start

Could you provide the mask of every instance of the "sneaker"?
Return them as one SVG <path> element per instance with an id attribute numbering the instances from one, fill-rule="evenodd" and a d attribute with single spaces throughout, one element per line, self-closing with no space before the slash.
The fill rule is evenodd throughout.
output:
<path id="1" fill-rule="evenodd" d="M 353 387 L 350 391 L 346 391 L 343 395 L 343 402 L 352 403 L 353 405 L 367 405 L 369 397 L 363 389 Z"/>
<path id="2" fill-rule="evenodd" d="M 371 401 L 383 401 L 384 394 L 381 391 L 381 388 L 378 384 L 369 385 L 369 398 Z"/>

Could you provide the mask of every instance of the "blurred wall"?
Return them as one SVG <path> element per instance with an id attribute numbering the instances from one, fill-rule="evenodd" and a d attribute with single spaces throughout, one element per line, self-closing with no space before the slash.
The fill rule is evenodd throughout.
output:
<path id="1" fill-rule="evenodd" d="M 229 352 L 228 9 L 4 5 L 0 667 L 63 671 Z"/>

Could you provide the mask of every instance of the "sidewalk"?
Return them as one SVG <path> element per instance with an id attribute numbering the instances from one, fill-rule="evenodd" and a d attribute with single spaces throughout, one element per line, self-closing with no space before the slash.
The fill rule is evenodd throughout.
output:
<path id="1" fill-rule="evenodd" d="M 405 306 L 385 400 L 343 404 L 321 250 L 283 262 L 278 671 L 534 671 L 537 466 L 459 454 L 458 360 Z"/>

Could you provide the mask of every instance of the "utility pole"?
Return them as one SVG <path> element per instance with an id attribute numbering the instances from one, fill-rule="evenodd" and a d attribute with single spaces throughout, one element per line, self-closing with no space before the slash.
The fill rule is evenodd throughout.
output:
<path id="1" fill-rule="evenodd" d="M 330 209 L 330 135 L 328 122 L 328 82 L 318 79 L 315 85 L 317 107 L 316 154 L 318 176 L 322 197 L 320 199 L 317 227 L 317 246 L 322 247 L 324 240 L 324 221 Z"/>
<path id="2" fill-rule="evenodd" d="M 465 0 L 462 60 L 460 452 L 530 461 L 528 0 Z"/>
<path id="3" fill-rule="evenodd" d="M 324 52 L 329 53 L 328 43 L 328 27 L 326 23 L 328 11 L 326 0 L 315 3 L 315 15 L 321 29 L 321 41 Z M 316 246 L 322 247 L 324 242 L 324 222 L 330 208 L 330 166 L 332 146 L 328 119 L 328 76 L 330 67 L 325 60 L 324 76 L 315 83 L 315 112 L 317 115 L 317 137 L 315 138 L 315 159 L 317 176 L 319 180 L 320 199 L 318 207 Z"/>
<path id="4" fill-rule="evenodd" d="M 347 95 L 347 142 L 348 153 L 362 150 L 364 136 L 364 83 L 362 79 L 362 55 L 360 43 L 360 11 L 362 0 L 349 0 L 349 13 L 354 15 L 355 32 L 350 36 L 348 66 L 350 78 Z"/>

end

**INSTRUCTION:**
Put the records, from their first line through the line containing "405 306 L 385", into a numbered list that includes both ends and leaves out blank lines.

**FINAL RESULT:**
1. Could you provide the mask of every instance of the "sneaker"?
2. Return them as one SVG <path> element per instance with an id attribute numbering the instances from one, fill-rule="evenodd" and a d attribute with single spaces throughout, one element per line, self-closing with no space before the slash.
3. The fill rule is evenodd throughout.
4. output:
5. <path id="1" fill-rule="evenodd" d="M 353 387 L 350 391 L 346 391 L 343 395 L 343 402 L 352 403 L 353 405 L 367 405 L 369 397 L 363 389 Z"/>
6. <path id="2" fill-rule="evenodd" d="M 371 401 L 383 401 L 384 394 L 381 391 L 381 388 L 378 384 L 369 385 L 369 398 Z"/>
7. Could you provide the mask of every instance of the "blurred wall"?
8. Return them as one SVG <path> element per instance with an id attribute numbering the instances from one, fill-rule="evenodd" and a d attribute with single spaces throughout, one element per line, self-closing with no space before the slash.
9. The fill rule is evenodd throughout.
10. output:
11. <path id="1" fill-rule="evenodd" d="M 229 352 L 228 9 L 4 5 L 0 667 L 63 671 Z"/>
12. Could you provide the mask of every instance of the "sidewalk"?
13. Return them as one SVG <path> element per instance with an id attribute numbering the instances from one, fill-rule="evenodd" and a d attribute with single spaces throughout, one element per line, self-closing with no space before the slash.
14. The fill rule is evenodd throughout.
15. output:
16. <path id="1" fill-rule="evenodd" d="M 405 306 L 385 400 L 343 404 L 321 250 L 283 262 L 278 671 L 534 671 L 537 466 L 459 454 L 458 360 Z"/>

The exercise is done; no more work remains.